QUESTIONS:
(A) List every date-and-time stamp that the email thread gives for when a message was written.
(B) In the email thread, what should be reported when a call to fcntl(2) that manipulates file locks fails?

SELECTED EXCERPT:
_ _ _ _

16.12.2020 16:53, Kevin Wolf wrote:
Am 16.12.2020 um 14:06 hat David Edmondson geschrieben:
On Wednesday, 2020-12-16 at 12:57:46 +01, Kevin Wolf wrote:
Am 16.12.2020 um 12:38 hat David Edmondson geschrieben:
On Wednesday, 2020-12-16 at 12:29:40 +01, Kevin Wolf wrote:
Am 15.12.2020 um 20:01 hat David Edmondson geschrieben:
When a call to fcntl(2) for the purpose of manipulating file locks
fails, report the error returned by fcntl.
Signed-off-by: David Edmondson <david.edmond...@oracle.com>
Is appending "Resource temporarily unavailable" in the common case (a
file locked by another process) actually an improvement for the message
or more confusing? It would be good to mention the motivation for the
change in the commit message.
Distinguishing between the common case and others is at least a start
when trying to figure out why it failed. We have potentially useful
information to assist in diagnosis, why throw it away?

_ _ _ _

LISTED RECORDS:
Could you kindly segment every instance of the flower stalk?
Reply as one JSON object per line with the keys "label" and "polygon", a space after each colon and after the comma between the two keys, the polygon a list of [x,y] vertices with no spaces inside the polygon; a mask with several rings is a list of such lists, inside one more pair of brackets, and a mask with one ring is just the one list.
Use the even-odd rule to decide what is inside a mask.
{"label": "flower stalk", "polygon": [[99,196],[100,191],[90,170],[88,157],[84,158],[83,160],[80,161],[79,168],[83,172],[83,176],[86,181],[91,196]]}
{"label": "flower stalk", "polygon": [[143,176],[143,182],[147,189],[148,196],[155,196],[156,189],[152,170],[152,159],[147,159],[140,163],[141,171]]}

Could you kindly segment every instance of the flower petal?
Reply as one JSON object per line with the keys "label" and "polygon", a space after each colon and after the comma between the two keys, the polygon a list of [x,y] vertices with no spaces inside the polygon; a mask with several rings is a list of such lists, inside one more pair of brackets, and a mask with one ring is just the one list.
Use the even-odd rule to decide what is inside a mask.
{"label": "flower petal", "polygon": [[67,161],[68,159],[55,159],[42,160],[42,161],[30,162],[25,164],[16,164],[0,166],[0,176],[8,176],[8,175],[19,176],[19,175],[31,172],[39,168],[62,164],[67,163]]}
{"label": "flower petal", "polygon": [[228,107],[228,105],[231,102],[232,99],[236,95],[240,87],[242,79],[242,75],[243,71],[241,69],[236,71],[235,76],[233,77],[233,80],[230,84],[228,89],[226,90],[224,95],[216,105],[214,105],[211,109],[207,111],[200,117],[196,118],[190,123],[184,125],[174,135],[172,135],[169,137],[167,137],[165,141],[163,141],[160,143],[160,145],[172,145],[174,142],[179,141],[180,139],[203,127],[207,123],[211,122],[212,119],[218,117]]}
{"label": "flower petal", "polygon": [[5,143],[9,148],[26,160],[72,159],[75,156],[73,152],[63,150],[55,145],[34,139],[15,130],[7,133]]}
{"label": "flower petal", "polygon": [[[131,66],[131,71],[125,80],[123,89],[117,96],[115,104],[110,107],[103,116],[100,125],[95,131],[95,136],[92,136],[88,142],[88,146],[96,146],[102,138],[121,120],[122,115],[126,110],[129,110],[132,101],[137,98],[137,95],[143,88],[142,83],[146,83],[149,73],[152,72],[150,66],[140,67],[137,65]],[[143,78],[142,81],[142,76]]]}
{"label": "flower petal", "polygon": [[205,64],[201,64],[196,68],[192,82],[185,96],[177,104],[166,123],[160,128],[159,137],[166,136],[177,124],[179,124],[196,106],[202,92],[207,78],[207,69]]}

_ _ _ _

EXPECTED RESPONSES:
(A)
16.12.2020 16:53
16.12.2020 14:06
Wednesday, 2020-12-16 at 12:57:46 +01
16.12.2020 12:38
Wednesday, 2020-12-16 at 12:29:40 +01
15.12.2020 20:01

(B) The error returned by fcntl.